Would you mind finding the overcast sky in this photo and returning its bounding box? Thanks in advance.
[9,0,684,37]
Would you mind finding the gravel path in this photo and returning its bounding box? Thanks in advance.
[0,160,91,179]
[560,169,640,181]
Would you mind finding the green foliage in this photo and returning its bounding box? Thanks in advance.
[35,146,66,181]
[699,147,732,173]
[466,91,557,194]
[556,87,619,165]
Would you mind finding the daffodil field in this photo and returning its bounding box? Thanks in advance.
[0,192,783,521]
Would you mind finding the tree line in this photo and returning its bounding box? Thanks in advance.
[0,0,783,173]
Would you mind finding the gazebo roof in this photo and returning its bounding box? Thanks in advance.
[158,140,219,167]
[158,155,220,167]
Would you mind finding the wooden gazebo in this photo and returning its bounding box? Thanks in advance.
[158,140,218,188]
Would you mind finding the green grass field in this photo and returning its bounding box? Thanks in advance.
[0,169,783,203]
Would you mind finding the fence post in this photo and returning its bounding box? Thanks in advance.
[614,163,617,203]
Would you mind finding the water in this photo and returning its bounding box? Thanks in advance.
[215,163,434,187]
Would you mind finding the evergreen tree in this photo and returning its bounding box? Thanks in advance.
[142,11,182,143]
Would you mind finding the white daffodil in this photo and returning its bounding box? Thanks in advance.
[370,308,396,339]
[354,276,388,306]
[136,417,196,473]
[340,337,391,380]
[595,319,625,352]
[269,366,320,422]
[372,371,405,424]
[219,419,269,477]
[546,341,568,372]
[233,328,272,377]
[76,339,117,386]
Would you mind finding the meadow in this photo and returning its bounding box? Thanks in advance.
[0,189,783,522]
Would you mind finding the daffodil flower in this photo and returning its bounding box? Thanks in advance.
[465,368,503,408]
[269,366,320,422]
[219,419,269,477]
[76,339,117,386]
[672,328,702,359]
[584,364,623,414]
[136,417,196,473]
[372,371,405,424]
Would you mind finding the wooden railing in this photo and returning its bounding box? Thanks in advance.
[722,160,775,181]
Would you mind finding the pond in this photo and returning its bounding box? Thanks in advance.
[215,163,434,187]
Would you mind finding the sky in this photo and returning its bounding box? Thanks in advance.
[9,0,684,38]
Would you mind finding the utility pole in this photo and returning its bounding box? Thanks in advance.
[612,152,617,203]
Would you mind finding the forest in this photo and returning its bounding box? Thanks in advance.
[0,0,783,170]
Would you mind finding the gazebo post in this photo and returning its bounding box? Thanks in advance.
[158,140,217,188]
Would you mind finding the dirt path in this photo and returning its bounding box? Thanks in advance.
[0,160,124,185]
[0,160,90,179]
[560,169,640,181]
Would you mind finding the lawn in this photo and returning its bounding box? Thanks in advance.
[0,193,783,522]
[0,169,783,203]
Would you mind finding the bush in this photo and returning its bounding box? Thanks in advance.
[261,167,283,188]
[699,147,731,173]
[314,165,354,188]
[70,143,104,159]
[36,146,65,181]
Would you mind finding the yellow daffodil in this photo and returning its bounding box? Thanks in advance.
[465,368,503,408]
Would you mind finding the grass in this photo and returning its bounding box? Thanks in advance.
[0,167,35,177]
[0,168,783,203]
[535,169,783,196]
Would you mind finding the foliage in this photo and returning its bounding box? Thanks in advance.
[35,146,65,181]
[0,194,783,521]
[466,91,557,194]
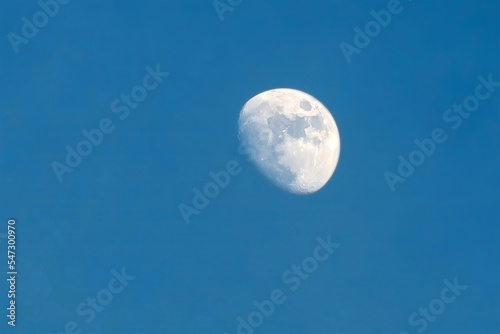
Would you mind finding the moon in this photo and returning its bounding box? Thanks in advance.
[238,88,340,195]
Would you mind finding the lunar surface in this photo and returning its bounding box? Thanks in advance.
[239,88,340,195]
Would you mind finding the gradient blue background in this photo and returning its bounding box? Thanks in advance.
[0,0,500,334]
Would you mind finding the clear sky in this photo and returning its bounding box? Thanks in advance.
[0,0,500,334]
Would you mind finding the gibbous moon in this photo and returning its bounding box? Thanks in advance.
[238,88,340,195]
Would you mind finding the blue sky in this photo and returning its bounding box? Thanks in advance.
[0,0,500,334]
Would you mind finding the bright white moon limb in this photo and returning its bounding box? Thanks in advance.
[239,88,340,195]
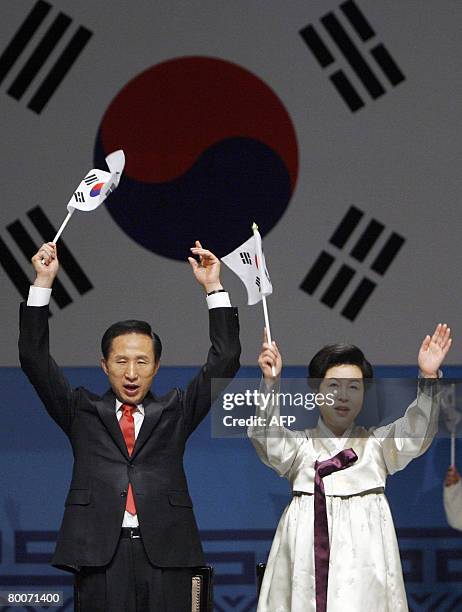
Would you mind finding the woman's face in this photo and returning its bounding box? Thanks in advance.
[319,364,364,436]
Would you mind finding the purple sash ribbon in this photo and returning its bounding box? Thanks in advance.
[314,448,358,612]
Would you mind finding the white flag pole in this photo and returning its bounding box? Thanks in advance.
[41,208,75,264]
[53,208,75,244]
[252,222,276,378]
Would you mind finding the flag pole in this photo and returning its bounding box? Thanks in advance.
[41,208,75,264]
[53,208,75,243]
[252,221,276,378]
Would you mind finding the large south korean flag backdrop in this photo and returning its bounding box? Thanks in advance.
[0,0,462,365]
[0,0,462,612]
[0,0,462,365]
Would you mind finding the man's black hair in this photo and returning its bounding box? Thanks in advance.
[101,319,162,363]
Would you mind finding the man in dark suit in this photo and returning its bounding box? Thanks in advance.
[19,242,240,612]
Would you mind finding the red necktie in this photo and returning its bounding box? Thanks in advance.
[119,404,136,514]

· · · · · · ·

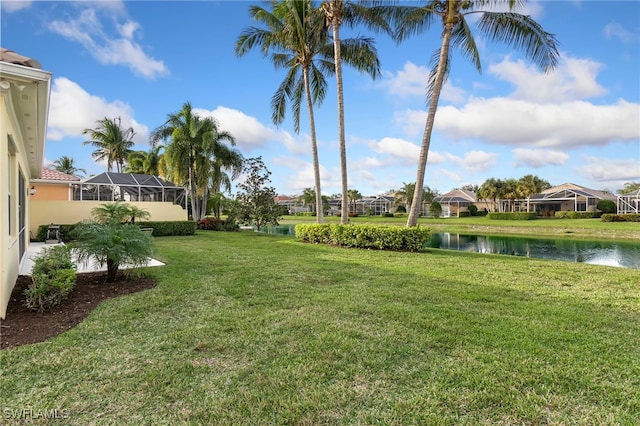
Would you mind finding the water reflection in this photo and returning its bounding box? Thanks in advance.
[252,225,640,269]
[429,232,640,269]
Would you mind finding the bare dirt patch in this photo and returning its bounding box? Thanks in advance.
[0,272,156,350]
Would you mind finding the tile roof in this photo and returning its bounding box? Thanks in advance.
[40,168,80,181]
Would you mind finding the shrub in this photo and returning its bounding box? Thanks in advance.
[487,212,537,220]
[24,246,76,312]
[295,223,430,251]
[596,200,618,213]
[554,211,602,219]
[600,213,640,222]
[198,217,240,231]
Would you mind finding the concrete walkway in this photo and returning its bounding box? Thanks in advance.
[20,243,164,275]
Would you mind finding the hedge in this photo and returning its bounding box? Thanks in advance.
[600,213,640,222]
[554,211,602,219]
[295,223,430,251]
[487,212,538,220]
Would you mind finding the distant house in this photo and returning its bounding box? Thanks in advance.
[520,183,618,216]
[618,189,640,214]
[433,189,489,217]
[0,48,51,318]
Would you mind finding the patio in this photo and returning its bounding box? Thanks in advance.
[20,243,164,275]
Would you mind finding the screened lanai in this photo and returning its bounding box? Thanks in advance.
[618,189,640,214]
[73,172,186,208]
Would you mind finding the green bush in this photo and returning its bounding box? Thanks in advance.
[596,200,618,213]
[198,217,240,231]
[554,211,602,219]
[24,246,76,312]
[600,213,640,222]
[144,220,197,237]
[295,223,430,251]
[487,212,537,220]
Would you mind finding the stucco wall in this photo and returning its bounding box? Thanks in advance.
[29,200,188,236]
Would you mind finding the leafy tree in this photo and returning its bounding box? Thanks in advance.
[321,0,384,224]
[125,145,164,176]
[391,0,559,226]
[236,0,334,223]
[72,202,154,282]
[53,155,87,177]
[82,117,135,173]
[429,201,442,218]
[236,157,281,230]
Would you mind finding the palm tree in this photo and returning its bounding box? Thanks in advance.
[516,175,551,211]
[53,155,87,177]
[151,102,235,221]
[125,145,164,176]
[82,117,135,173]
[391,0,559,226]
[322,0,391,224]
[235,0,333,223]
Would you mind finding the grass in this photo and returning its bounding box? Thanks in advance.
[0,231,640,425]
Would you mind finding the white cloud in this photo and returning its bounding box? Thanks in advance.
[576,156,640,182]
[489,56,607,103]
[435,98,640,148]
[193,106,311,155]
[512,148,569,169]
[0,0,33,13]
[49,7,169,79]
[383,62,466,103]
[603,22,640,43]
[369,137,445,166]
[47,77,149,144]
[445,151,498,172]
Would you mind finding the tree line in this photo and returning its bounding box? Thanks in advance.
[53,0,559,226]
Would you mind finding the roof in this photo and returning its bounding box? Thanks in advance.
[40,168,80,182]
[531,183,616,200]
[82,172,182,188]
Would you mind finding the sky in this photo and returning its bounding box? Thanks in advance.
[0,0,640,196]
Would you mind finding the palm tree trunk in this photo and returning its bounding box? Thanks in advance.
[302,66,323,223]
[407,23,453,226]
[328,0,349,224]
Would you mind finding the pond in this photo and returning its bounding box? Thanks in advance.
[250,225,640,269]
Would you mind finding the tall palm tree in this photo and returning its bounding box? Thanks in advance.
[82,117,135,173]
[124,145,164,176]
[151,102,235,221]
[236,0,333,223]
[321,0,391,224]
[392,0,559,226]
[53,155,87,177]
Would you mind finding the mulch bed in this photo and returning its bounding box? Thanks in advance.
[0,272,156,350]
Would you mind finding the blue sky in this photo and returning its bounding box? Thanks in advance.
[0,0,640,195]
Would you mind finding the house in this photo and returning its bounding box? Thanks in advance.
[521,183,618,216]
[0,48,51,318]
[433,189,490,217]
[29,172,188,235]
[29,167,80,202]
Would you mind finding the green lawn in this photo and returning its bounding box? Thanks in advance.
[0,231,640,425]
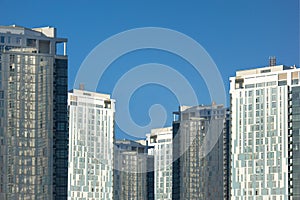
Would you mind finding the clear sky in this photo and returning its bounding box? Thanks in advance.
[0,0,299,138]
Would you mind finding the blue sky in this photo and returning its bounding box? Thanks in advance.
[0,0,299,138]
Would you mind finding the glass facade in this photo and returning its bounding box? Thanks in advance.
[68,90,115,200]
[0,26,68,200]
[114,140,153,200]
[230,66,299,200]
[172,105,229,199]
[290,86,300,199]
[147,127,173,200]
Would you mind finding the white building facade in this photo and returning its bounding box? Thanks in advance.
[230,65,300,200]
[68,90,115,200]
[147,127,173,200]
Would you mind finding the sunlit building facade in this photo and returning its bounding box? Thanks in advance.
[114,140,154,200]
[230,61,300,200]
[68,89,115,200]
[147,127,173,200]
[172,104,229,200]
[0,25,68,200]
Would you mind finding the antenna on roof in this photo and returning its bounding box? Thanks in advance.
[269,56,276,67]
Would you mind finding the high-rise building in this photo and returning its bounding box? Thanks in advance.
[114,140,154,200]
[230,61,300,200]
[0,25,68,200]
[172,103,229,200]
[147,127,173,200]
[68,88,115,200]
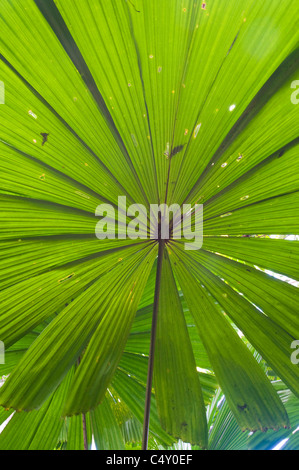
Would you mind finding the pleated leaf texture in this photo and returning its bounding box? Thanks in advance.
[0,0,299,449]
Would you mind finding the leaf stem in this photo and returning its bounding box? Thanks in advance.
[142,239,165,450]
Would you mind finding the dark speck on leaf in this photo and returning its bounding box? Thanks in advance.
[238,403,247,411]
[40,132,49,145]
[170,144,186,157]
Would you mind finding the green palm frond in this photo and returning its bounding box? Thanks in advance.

· · · · · · ·

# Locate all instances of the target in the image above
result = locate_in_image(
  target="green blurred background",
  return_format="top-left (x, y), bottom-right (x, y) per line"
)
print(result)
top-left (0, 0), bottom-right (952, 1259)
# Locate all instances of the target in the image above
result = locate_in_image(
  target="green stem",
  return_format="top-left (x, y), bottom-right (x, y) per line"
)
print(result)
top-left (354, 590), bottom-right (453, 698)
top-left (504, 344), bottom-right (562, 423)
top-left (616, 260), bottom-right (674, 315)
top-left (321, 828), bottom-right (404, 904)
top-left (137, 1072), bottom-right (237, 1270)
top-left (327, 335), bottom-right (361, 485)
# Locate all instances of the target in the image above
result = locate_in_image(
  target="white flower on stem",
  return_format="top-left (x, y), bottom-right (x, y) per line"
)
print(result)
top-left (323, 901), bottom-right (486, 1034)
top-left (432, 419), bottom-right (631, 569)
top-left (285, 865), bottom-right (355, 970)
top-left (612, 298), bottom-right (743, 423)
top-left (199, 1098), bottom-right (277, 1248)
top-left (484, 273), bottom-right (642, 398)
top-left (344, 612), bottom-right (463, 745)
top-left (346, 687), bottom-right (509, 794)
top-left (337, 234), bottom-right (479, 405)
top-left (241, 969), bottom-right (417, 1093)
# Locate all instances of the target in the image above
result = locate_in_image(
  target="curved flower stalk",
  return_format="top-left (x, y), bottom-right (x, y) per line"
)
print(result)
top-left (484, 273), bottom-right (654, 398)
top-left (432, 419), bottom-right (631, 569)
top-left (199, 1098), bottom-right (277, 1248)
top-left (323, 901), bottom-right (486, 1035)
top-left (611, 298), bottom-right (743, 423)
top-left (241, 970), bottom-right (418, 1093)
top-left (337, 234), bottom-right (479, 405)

· · · · · · ·

§ GIVEN REQUEST
Update the lines beginning at the one that has "Would you mind finding the forest" and ending after the one that has "[36,146,65,181]" by replacing "bush" with "hedge", and give back only those lines with nothing else altered.

§ PROBLEM SOLUTION
Would you mind finding the forest in this photo and returning its bounding box? Thanks in advance.
[0,0,783,170]
Would you mind finding the gazebo post in this photo and returning its bounding box? Thanks in advance.
[158,140,217,188]
Would you mind finding the dirt path in this photo and returning its bounding box? Thanks in advance.
[0,160,124,185]
[0,160,90,179]
[560,169,640,181]
Would you mind finding the lawn in this photo and returning its bounding box? Thanks in advance.
[0,193,783,522]
[0,169,783,203]
Would you mind finding the hedge in this photo and returning its bounding box? Thanks in advance.
[261,167,283,188]
[699,147,731,173]
[314,165,354,188]
[70,143,104,159]
[36,146,65,181]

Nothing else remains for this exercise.